### [What you are asked to do]
Convert the part of the listing below that opens with the line containing "to detect sign" and closes with the line containing "left=58, top=26, right=84, bottom=48" into a two-column CSV with the headers instruction and boxes, one row per instruction, each field quoted and line breaks replaced by spaces. Leave the pictures out.
==== Data ====
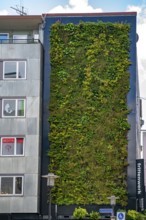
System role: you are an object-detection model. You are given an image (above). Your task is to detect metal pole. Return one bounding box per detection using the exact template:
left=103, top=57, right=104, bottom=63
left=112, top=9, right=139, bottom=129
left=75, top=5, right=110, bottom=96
left=48, top=187, right=51, bottom=220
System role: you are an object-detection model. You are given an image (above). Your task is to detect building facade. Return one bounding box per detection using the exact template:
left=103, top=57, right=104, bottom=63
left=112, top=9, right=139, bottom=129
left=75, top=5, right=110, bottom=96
left=0, top=16, right=43, bottom=218
left=0, top=12, right=140, bottom=219
left=43, top=12, right=140, bottom=214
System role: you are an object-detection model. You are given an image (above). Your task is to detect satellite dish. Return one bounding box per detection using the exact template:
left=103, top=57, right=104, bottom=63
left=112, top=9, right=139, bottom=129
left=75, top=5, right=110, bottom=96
left=10, top=5, right=27, bottom=16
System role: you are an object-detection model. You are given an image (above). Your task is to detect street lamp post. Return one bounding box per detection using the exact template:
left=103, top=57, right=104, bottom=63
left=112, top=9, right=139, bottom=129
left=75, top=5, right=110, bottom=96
left=42, top=173, right=59, bottom=220
left=107, top=196, right=119, bottom=220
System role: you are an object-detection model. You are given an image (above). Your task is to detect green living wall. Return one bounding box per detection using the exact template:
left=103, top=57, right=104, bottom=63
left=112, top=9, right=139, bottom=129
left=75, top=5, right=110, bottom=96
left=49, top=22, right=130, bottom=206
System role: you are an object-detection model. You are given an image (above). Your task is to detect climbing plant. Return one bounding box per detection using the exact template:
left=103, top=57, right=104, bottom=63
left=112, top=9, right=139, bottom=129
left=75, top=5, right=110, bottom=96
left=49, top=22, right=130, bottom=206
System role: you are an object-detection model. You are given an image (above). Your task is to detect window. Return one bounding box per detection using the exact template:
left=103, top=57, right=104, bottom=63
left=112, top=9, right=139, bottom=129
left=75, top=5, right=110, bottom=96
left=0, top=176, right=23, bottom=196
left=0, top=33, right=9, bottom=43
left=3, top=61, right=26, bottom=79
left=13, top=34, right=27, bottom=44
left=2, top=99, right=25, bottom=117
left=0, top=137, right=24, bottom=156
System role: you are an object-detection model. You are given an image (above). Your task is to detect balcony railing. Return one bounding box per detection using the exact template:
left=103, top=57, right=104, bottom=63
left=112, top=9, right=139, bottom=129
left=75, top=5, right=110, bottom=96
left=0, top=38, right=40, bottom=44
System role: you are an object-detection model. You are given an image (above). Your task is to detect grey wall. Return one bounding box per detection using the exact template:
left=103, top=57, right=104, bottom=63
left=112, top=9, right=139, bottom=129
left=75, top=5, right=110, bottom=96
left=0, top=44, right=42, bottom=213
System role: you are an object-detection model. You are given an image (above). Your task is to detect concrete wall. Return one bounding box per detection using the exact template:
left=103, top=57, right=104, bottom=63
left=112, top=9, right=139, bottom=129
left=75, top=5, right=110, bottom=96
left=0, top=44, right=42, bottom=213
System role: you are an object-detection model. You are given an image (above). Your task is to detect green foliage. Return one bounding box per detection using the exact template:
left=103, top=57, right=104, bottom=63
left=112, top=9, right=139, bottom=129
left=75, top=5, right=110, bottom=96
left=126, top=210, right=146, bottom=220
left=73, top=207, right=88, bottom=219
left=49, top=22, right=130, bottom=206
left=90, top=211, right=100, bottom=220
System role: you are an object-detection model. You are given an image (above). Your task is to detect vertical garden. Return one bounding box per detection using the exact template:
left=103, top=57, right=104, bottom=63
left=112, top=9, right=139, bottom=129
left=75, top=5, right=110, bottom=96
left=49, top=22, right=130, bottom=206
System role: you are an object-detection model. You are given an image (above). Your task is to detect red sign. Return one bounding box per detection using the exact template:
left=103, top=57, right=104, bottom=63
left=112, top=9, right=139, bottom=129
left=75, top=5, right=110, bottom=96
left=2, top=138, right=14, bottom=143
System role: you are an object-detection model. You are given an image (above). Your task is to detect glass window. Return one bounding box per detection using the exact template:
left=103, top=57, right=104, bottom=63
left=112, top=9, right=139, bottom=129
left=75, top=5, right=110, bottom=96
left=0, top=33, right=9, bottom=43
left=15, top=177, right=22, bottom=194
left=13, top=34, right=27, bottom=44
left=3, top=61, right=26, bottom=79
left=2, top=99, right=25, bottom=117
left=0, top=176, right=23, bottom=195
left=0, top=137, right=24, bottom=156
left=1, top=177, right=13, bottom=194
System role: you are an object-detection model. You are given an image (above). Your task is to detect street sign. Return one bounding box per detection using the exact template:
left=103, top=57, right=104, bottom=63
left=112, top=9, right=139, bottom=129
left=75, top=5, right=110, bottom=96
left=117, top=212, right=125, bottom=220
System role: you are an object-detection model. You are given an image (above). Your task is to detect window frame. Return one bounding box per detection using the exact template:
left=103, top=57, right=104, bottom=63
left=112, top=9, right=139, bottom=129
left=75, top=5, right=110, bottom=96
left=2, top=98, right=26, bottom=118
left=0, top=174, right=24, bottom=197
left=13, top=34, right=28, bottom=44
left=0, top=33, right=9, bottom=43
left=0, top=136, right=25, bottom=157
left=3, top=60, right=26, bottom=80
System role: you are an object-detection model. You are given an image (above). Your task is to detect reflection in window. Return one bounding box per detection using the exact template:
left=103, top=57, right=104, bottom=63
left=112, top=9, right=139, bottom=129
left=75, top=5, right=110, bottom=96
left=0, top=137, right=24, bottom=156
left=0, top=176, right=23, bottom=195
left=0, top=33, right=9, bottom=43
left=1, top=177, right=13, bottom=194
left=13, top=34, right=27, bottom=44
left=3, top=61, right=26, bottom=79
left=2, top=99, right=25, bottom=117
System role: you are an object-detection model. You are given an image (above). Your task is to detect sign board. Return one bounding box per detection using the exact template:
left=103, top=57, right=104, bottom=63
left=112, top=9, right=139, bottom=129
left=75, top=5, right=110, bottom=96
left=136, top=159, right=145, bottom=212
left=117, top=212, right=125, bottom=220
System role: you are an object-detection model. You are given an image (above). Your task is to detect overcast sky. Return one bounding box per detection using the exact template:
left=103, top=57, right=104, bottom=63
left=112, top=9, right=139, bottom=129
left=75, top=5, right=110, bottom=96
left=0, top=0, right=146, bottom=129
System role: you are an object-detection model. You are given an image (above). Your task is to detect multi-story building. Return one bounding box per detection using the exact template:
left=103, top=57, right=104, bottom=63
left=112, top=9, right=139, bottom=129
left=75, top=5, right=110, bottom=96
left=0, top=16, right=43, bottom=219
left=0, top=12, right=140, bottom=220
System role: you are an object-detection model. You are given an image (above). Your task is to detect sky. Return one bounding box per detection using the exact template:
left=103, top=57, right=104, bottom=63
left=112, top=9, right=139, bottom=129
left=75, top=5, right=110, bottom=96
left=0, top=0, right=146, bottom=129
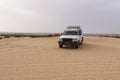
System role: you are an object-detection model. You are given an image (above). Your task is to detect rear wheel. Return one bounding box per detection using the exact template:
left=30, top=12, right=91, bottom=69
left=59, top=45, right=63, bottom=48
left=75, top=44, right=80, bottom=48
left=80, top=37, right=84, bottom=44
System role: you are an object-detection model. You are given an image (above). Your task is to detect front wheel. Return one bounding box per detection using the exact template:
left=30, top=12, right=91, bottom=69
left=59, top=45, right=63, bottom=48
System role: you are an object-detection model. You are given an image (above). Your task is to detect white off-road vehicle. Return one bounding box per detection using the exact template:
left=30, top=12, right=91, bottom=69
left=58, top=26, right=84, bottom=48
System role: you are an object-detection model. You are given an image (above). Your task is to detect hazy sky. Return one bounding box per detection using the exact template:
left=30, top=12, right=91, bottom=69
left=0, top=0, right=120, bottom=33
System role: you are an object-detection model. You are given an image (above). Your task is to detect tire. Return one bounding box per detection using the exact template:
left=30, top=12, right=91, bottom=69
left=75, top=44, right=80, bottom=48
left=80, top=37, right=84, bottom=44
left=59, top=45, right=63, bottom=48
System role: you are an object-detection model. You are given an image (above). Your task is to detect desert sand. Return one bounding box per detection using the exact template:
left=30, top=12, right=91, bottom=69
left=0, top=37, right=120, bottom=80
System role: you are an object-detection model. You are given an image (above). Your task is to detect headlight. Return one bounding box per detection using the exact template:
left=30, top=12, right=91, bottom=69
left=73, top=38, right=78, bottom=41
left=59, top=38, right=62, bottom=41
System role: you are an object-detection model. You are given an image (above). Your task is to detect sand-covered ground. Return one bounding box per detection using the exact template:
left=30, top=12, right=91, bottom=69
left=0, top=37, right=120, bottom=80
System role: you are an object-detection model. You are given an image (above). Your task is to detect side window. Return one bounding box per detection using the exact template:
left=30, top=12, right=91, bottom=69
left=79, top=30, right=82, bottom=35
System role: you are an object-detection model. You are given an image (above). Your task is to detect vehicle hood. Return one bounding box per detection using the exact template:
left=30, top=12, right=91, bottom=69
left=60, top=35, right=78, bottom=39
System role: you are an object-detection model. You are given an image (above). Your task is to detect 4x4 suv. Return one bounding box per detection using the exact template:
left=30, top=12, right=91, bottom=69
left=58, top=26, right=83, bottom=48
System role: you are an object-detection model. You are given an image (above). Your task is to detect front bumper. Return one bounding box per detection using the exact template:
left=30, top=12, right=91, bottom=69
left=58, top=41, right=79, bottom=45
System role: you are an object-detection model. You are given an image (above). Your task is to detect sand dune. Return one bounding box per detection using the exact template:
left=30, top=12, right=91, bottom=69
left=0, top=37, right=120, bottom=80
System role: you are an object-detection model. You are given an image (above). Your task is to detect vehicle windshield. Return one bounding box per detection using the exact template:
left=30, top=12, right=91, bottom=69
====
### [Response below]
instruction,boxes
"System role: you are an object-detection model. You are given an image (above). Your task is to detect sign board. Return one bounding box per detection using the exact template: left=103, top=57, right=104, bottom=63 left=112, top=9, right=139, bottom=129 left=75, top=5, right=110, bottom=96","left=136, top=159, right=145, bottom=212 left=117, top=212, right=125, bottom=220"
"System role: you are an object-detection model. You are given an image (above). Your task is to detect overcast sky. Return one bounding box per detection using the exact template: left=103, top=57, right=104, bottom=63 left=112, top=9, right=139, bottom=129 left=75, top=5, right=110, bottom=96","left=0, top=0, right=146, bottom=129"
"System role: you are an object-detection model. You are given an image (above). Your task is to detect multi-story building. Return one bounding box per detection using the exact template: left=103, top=57, right=104, bottom=63 left=112, top=9, right=139, bottom=129 left=75, top=5, right=110, bottom=96","left=0, top=16, right=43, bottom=219 left=0, top=12, right=140, bottom=220"
"System role: you are an object-detection model. You are given an image (above). Your task is to detect sky. Return one bounding box per detection using the exact template: left=103, top=57, right=104, bottom=63 left=112, top=9, right=139, bottom=129 left=75, top=5, right=110, bottom=96","left=0, top=0, right=146, bottom=129"
"System role: you are an object-detection model. You are given an image (above). Your task is to detect rear wheel. Return one bounding box per detection using the exact template: left=30, top=12, right=91, bottom=69","left=59, top=45, right=63, bottom=48 left=75, top=44, right=80, bottom=48 left=80, top=37, right=84, bottom=44"
"System role: you are an object-detection model. You are given an image (above). Your task is to detect front wheel. Return one bounding box per detection using the exact template: left=30, top=12, right=91, bottom=69","left=59, top=45, right=63, bottom=48"
"System role: you are an object-detection model. You are given an image (above). Your task is to detect white off-road vehicle. Return one bounding box per detection using the exact template: left=30, top=12, right=91, bottom=69","left=58, top=26, right=84, bottom=48"